» DESCRIPTION OF THE TASK
Display each line of the data below that contains the string "harness", reproducing every such line unchanged. Only matches in the same letter case count.
###
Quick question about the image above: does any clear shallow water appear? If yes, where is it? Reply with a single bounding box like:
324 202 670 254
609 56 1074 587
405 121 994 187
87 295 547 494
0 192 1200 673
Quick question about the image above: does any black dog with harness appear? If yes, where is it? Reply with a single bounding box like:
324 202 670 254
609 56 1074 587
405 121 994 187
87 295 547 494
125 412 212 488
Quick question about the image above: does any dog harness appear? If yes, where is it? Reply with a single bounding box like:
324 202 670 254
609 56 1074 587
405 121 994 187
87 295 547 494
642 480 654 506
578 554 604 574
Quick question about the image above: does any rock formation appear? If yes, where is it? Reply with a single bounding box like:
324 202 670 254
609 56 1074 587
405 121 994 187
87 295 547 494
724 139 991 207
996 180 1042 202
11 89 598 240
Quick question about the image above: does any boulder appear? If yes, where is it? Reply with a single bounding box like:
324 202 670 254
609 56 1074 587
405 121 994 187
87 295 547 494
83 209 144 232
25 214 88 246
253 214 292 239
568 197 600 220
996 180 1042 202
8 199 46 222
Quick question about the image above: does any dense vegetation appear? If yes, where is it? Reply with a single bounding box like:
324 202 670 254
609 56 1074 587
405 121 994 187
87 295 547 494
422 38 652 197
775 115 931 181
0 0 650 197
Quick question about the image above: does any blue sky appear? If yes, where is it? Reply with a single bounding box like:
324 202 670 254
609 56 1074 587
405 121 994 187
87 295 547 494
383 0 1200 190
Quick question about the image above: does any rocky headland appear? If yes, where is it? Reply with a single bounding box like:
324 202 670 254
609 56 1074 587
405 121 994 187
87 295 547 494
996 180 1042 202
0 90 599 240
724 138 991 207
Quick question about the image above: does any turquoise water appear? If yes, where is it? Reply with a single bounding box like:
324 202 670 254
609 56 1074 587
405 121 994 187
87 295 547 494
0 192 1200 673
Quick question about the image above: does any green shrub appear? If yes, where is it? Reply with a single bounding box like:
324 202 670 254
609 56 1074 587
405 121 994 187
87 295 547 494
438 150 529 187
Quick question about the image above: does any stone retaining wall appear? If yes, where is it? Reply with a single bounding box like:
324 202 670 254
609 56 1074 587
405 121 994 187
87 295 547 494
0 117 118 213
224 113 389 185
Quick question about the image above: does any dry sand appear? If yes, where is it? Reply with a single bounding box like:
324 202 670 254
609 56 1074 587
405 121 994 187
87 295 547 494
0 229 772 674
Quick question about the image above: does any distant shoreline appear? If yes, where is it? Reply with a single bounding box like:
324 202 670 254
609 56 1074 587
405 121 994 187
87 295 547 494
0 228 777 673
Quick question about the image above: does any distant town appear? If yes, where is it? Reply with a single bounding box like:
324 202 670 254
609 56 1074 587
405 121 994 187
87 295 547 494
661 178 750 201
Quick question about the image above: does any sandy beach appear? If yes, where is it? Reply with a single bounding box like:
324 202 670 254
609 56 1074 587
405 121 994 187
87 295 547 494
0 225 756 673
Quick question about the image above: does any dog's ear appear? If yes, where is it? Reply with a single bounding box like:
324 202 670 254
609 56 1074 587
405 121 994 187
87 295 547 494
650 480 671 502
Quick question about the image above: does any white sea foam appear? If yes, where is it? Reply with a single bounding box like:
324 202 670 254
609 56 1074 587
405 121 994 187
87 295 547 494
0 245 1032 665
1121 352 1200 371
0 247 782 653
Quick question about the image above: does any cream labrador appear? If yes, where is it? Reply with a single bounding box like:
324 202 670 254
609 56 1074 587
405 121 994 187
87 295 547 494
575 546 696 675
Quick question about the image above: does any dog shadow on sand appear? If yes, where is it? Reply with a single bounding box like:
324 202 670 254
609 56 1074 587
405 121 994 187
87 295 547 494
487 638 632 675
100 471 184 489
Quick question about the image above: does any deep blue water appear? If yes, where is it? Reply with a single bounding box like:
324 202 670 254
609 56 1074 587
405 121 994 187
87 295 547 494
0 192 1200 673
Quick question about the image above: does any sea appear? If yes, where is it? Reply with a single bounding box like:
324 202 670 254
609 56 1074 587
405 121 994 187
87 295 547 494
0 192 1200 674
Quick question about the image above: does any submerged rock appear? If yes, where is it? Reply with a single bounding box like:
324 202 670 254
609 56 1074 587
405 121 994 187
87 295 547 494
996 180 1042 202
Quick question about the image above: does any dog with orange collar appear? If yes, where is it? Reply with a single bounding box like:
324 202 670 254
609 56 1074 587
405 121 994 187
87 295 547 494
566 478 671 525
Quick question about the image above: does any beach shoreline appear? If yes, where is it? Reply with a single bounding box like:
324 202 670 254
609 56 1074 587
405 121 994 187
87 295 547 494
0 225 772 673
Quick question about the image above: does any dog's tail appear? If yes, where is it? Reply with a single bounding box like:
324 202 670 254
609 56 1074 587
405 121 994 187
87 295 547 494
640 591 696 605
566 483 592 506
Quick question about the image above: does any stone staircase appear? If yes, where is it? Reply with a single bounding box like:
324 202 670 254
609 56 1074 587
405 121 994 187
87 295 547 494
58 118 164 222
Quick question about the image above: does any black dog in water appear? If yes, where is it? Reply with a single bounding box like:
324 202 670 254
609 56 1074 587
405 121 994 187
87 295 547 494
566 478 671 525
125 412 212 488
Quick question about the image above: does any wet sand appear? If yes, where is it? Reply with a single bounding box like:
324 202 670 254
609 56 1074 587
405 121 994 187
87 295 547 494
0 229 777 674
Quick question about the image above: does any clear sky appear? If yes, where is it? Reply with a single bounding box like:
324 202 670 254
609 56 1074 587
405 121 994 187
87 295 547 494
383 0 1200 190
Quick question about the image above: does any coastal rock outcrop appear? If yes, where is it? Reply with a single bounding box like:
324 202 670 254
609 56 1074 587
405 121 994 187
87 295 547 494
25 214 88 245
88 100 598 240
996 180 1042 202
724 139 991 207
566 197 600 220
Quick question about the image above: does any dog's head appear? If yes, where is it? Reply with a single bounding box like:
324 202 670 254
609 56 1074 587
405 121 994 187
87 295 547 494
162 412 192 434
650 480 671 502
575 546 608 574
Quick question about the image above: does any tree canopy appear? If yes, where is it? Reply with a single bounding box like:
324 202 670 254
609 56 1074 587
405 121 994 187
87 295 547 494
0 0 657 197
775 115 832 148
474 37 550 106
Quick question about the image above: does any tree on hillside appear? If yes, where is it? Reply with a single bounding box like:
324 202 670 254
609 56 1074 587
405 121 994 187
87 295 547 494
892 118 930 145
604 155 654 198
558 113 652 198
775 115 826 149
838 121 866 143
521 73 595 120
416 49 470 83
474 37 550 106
###
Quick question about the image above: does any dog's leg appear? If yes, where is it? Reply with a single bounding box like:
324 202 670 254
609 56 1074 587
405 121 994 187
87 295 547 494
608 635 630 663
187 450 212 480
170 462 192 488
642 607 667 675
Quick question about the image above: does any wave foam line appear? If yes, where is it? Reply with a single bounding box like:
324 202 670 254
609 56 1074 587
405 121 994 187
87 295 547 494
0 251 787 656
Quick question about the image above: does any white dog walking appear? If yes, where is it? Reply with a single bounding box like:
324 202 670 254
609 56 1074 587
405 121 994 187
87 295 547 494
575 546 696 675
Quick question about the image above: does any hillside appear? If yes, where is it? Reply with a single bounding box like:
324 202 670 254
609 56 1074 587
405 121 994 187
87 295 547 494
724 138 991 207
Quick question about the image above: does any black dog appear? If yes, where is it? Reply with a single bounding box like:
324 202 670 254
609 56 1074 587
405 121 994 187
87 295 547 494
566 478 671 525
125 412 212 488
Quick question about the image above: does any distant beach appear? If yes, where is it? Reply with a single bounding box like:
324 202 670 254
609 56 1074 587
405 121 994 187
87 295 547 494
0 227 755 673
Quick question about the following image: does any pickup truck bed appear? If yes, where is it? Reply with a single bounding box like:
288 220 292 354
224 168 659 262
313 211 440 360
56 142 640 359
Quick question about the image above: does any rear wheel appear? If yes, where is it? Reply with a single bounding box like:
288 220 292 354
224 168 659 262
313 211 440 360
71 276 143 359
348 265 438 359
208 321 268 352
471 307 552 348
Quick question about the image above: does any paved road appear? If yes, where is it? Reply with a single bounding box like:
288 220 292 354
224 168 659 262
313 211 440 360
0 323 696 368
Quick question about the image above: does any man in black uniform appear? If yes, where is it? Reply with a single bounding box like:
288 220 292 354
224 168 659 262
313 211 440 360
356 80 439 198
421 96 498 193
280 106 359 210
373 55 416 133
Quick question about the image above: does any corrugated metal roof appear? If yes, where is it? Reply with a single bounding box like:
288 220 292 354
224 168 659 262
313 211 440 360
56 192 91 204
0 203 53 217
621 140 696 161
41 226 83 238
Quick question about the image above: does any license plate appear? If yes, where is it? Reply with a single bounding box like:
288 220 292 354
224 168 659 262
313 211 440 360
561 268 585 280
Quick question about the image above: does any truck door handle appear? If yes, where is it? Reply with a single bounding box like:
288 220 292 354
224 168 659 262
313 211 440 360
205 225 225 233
###
» ANSWER BELOW
Quick question about the image above: does any black dog with harness appear? If yes, where is it? Reply with a single bounding box like:
Quick question about the image above: does any dog harness appear? If yes, where is it? Reply with a single bounding box like:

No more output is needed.